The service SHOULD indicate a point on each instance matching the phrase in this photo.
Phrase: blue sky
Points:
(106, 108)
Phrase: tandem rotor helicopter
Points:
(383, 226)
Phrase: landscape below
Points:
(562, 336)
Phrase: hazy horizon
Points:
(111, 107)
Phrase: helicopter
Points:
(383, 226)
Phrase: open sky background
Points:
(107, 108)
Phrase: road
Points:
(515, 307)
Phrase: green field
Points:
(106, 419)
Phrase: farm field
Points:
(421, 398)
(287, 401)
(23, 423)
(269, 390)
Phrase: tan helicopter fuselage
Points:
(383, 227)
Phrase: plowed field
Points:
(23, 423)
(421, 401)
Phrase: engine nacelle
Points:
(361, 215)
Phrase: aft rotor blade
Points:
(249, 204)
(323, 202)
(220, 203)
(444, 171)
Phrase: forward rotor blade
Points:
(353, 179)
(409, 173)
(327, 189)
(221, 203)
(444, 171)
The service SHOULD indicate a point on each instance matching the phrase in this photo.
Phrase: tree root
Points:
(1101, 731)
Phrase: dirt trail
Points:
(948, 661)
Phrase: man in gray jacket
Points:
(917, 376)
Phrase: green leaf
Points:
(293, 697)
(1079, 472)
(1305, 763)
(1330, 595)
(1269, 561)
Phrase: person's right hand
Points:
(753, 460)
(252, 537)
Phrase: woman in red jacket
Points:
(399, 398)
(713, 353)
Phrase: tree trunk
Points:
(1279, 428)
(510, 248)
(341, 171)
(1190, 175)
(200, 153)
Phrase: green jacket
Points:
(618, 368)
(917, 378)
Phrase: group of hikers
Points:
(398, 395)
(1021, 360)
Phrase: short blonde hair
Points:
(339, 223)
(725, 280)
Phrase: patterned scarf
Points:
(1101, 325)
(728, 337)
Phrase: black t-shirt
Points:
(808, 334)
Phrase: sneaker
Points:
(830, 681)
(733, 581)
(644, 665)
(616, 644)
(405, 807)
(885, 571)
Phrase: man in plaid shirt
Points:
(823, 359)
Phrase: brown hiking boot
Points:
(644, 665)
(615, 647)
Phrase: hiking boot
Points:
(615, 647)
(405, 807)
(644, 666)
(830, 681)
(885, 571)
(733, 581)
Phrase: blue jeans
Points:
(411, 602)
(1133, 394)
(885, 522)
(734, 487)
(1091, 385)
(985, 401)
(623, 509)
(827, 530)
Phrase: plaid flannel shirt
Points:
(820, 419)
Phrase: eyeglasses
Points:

────────────────────────────────────────

TASK BRIEF: Update the lines from the one containing "Phrase: green jacket" through the end of the records, inclusive, replacing every "Points" with "Locations". Return those lines with nothing else changed.

EXERCISE RESULT:
Phrase: green jacket
Locations:
(618, 368)
(917, 378)
Phrase: group of hikers
Locations:
(398, 395)
(1021, 360)
Phrase: short blonde hair
Locations:
(339, 223)
(725, 280)
Phrase: patterned scarf
Locations:
(1101, 325)
(728, 337)
Phrase: black t-shirt
Locations:
(808, 334)
Phrase: sneaker
Locations:
(830, 681)
(733, 581)
(644, 665)
(616, 644)
(405, 807)
(885, 571)
Phrase: man in plaid shirt
Locations:
(823, 359)
Phrase: brown hiking boot
Locations:
(644, 665)
(615, 647)
Phrase: hiking boot
Locations:
(615, 647)
(405, 807)
(644, 666)
(830, 681)
(885, 571)
(733, 581)
Phrase: blue jeans
Locations:
(411, 602)
(1133, 394)
(885, 522)
(734, 487)
(1091, 385)
(985, 401)
(623, 509)
(827, 530)
Phrase: plaid flannel shirt
Locations:
(820, 419)
Phrase: eyeglasses
Locations:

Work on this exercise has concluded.